WORK TO BE COMPLETED -
Swap "dot" for "point" throughout all the entries below, and write the lines out again with nothing else changed.

Source records -
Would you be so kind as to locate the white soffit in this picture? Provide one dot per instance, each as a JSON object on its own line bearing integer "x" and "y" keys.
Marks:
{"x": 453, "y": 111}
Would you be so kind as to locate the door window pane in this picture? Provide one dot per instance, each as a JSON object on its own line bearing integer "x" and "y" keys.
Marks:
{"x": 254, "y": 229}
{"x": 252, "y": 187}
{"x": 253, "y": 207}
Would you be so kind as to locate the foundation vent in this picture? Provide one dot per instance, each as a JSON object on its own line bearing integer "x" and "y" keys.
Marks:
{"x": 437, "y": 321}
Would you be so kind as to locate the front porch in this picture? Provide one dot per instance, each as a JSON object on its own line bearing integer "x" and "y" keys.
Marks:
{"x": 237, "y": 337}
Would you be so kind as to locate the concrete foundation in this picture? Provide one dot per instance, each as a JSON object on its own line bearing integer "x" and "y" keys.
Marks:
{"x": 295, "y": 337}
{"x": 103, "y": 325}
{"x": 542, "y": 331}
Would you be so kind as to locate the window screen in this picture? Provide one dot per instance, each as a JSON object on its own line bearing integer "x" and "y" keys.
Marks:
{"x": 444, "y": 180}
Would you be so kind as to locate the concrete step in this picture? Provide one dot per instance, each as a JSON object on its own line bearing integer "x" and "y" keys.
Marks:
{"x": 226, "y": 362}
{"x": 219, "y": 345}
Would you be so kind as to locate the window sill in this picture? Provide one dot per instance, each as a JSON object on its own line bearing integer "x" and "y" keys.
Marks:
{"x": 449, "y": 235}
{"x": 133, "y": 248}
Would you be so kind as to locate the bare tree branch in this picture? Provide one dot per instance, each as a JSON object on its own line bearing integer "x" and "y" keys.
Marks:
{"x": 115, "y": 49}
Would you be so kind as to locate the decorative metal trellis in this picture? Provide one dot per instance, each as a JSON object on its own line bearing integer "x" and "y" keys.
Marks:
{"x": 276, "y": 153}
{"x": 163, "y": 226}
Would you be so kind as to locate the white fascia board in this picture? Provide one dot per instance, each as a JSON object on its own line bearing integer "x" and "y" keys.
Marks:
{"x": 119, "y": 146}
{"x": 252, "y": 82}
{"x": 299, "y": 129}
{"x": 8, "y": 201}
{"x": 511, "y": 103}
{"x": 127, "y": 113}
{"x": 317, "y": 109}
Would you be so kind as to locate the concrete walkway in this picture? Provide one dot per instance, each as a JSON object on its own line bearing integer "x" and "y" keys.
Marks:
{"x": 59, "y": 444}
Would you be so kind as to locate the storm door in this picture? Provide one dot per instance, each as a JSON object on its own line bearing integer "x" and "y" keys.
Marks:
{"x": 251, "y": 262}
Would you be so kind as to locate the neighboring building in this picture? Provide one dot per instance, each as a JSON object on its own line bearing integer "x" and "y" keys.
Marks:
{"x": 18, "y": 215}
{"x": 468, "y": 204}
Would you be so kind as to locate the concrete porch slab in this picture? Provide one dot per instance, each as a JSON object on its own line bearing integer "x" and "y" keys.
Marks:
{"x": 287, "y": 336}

COMPLETE RESPONSE -
Would you be so kind as to locate the white soffit in this picture? Provide one point per instance, each as a JSON object on its own line bearing integer "x" and "y" keys.
Marks:
{"x": 453, "y": 111}
Would you be so kind as to locate the door window pane in this picture? Provide one point per instance, each as a JSON object on its own line bearing integer "x" and "y" keys.
Marks:
{"x": 254, "y": 229}
{"x": 252, "y": 187}
{"x": 253, "y": 207}
Would you be so kind as to locate the foundation vent in this picture? Provide one point per instance, each as a JSON object on its own line bearing integer "x" and "y" keys.
Marks:
{"x": 437, "y": 321}
Would you be so kind as to locate the front porch in this picture? Provide one point per instance, each as a JSON object on its own line bearing integer "x" and "y" keys.
Marks:
{"x": 237, "y": 337}
Would you be so kind as to locate the concrete foundation in this picture? Provide one point per instance, each as a JSON object on its own line bearing integer "x" and "y" keys.
Marks:
{"x": 295, "y": 337}
{"x": 103, "y": 325}
{"x": 542, "y": 331}
Would you be so kind as to locate the window screen in this picture? Provide one point per instance, each as a JSON object on its own line bearing integer "x" and "y" keys.
Marks:
{"x": 444, "y": 180}
Would you be so kind as to locate the concrete step in this picture? Provide one point per instance, each as a JSON object on its own line bearing integer "x" and "y" keys.
Marks:
{"x": 226, "y": 362}
{"x": 219, "y": 345}
Would you be so kind as to locate the window sill in this picture? Provide one point per instance, each as a JSON object on its own line bearing integer "x" and "y" keys.
Marks:
{"x": 449, "y": 235}
{"x": 133, "y": 248}
Would you be so kind as to locate the bare tree branch in this picture? Provide one point per instance, each as a JSON object on its own line bearing integer "x" and "y" keys.
Marks:
{"x": 115, "y": 49}
Would you be so kind as to locate the decorative metal trellis in this picture? Provide one point per instance, each as a JSON object on its own line bearing integer "x" and "y" keys.
Marks:
{"x": 276, "y": 153}
{"x": 163, "y": 226}
Would you be so kind as to locate the white fascia board in this picture? Provide one point per instance, each as a JSON object on its own line bearing integer "x" and "y" keys.
Marks:
{"x": 119, "y": 146}
{"x": 252, "y": 82}
{"x": 299, "y": 129}
{"x": 8, "y": 201}
{"x": 511, "y": 103}
{"x": 127, "y": 113}
{"x": 317, "y": 109}
Would you be so kind as to locate the concrete walkway in this picture? Provide one point per instance, each as a JSON object on its own line bearing integer "x" and "y" keys.
Marks:
{"x": 59, "y": 444}
Would you be so kind as to locate the storm door in this picture? Provide one point per instance, each as a JSON object on its own line bearing integer "x" and "y" keys.
Marks:
{"x": 251, "y": 262}
Would you be so kind as to locate the neighboring building in this picture? Provide one point per instance, each as a JSON object on its own line bearing integer "x" and "y" keys.
Marks:
{"x": 18, "y": 215}
{"x": 468, "y": 204}
Would you be so kind as to locate the concrete porch slab in this picture? Provide one point per instance, each as a JSON object on its own line bearing integer "x" and "y" keys.
Marks:
{"x": 287, "y": 336}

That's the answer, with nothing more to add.